Document extract:
········
# Dura-Ace Di2 Shifters with Ultegra Derailleurs?



## stunzeed (Jul 27, 2007)

Considering switching over to Di2 but prefer the feel of the Dura-ace Shifters over the Ultegra. Is it possible to run DA shifters with the Ultegra front and rear derailleurs?


----------



## MMsRepBike (Apr 1, 2014)

Yes. As long as they're not the 7970 ones, those don't work with anything else. 9070 is all good.

You might change your mind about Di2 though, might want to feel the Ultegra ones first. There's no shifting happening, just button pressing and as far as I know they're the same shape. There's a big difference in mechanical levers to me but that vanishes with me on Di2.


----------



## stunzeed (Jul 27, 2007)

I didn't have a chance to have them side by side so was going off memory. Why would I change my mind about Di2?


----------



## MMsRepBike (Apr 1, 2014)
········
Provided data:

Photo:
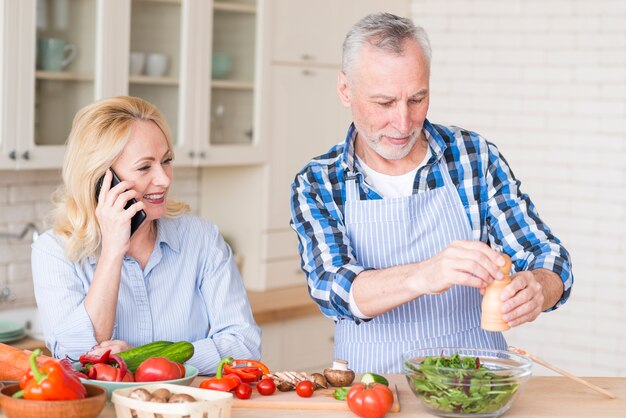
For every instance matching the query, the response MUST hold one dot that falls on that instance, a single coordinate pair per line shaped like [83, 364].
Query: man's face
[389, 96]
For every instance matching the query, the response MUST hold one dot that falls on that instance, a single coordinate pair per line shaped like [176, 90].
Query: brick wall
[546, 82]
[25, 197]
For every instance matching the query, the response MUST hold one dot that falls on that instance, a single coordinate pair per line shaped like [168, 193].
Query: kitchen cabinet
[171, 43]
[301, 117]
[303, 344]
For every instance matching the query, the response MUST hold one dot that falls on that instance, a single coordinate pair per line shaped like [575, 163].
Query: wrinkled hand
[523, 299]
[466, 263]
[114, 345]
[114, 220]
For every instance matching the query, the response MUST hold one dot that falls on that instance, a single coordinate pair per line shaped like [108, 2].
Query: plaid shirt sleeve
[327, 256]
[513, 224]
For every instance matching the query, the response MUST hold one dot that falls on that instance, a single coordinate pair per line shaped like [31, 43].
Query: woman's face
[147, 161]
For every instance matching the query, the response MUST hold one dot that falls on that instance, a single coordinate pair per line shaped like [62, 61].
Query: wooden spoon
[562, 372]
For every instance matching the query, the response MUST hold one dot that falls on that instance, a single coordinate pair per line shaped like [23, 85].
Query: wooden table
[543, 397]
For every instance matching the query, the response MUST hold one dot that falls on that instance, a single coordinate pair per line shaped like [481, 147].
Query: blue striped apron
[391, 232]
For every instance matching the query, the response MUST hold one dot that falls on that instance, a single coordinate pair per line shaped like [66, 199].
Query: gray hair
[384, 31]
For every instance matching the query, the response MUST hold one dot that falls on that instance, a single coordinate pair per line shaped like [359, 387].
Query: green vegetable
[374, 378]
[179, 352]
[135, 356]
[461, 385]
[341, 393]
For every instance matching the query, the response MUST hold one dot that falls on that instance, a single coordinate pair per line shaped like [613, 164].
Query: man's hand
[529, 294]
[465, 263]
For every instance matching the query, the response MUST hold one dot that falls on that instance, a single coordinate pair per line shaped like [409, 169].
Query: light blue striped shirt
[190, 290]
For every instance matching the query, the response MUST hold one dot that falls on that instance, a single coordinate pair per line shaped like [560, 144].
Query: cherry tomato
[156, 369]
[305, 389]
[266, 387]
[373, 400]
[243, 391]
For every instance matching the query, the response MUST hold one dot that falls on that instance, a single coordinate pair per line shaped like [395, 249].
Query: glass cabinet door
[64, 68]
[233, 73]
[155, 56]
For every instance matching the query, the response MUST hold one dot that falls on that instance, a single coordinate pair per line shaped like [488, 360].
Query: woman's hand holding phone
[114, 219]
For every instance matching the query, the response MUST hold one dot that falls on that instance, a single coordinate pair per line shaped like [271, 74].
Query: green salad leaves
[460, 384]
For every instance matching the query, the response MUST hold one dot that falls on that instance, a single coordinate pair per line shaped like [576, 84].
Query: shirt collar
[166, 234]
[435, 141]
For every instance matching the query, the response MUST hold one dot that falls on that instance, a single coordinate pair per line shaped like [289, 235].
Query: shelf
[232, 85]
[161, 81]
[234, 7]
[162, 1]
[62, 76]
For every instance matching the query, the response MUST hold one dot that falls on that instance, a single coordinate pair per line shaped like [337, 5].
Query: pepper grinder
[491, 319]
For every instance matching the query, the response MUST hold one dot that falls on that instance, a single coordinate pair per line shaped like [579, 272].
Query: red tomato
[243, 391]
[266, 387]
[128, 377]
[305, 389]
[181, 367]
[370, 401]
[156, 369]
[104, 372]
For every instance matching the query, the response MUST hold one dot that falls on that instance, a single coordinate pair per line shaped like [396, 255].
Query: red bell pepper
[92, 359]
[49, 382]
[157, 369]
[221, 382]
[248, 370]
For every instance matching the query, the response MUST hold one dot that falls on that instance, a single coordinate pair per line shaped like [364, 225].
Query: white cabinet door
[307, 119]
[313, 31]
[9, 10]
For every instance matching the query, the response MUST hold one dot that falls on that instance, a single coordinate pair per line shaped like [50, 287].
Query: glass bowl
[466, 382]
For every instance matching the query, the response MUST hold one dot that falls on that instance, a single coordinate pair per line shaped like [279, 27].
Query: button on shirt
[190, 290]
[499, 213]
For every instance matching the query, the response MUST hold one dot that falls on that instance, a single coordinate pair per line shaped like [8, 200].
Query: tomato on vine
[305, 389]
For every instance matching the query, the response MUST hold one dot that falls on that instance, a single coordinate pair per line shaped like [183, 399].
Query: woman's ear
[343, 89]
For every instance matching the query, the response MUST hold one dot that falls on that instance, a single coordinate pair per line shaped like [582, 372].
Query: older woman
········
The tasks:
**a.** Answer these questions from the forum thread:
(i) Which shifters does the original poster prefer the feel of?
(ii) Which model does the reply say doesn't work with anything else?
(iii) What was the original poster's comparison of the shifters based on?
**b.** List every line of the records that contains the word "door".
The records are unrelated to the forum thread.

Solution list:
**a.**
(i) The Dura-Ace shifters.
(ii) The 7970.
(iii) Memory, because the poster had no chance to have them side by side.

**b.**
Query: glass cabinet door
Query: white cabinet door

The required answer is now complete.